The problem:
Arrange the rows below as a Markdown table with two columns, Number and Content, giving each row its number and its text and skipping any blank lines. Leave the pictures out of the table.
-- start of Data for processing --
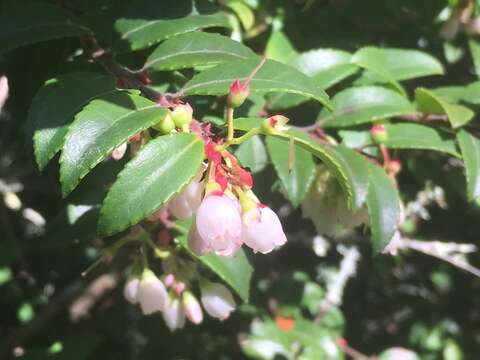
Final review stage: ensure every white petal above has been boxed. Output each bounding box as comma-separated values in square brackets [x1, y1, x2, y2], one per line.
[201, 283, 235, 320]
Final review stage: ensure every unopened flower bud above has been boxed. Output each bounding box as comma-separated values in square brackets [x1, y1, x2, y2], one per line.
[242, 206, 287, 254]
[123, 277, 140, 304]
[168, 175, 204, 220]
[172, 103, 193, 128]
[261, 115, 289, 135]
[162, 297, 185, 331]
[182, 291, 203, 325]
[195, 195, 242, 256]
[152, 112, 175, 134]
[200, 283, 235, 320]
[387, 159, 402, 176]
[227, 80, 250, 108]
[112, 142, 127, 161]
[370, 124, 388, 144]
[0, 76, 9, 110]
[137, 269, 168, 315]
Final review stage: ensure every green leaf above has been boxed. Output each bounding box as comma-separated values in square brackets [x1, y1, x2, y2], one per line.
-- end of Data for processing --
Reply to the task:
| Number | Content |
|---|---|
| 1 | Final review stage: ensure every white petal above has been boxed. Output each bounding box as comma-separated values in square brackets [x1, y1, x2, y2], one per line. |
| 2 | [201, 283, 235, 320] |
| 3 | Final review stage: ensure every unopened flower bud above has been boxed. Output each bounding box as comma-separated values in square brackets [x1, y1, x2, y2], one per line. |
| 4 | [242, 206, 287, 254] |
| 5 | [123, 277, 140, 304] |
| 6 | [168, 175, 204, 220] |
| 7 | [172, 103, 193, 128] |
| 8 | [261, 115, 289, 135] |
| 9 | [162, 297, 185, 331] |
| 10 | [182, 291, 203, 325] |
| 11 | [195, 195, 242, 256] |
| 12 | [152, 112, 175, 134] |
| 13 | [200, 283, 235, 320] |
| 14 | [387, 159, 402, 176] |
| 15 | [227, 80, 250, 108] |
| 16 | [112, 142, 127, 161] |
| 17 | [370, 124, 388, 144] |
| 18 | [0, 76, 9, 110] |
| 19 | [137, 269, 168, 315] |
| 20 | Final review stage: ensure every green leaf above has been boxed. Output each bounding box as comma-separated values in square brackets [x1, y1, x2, y2], one per line. |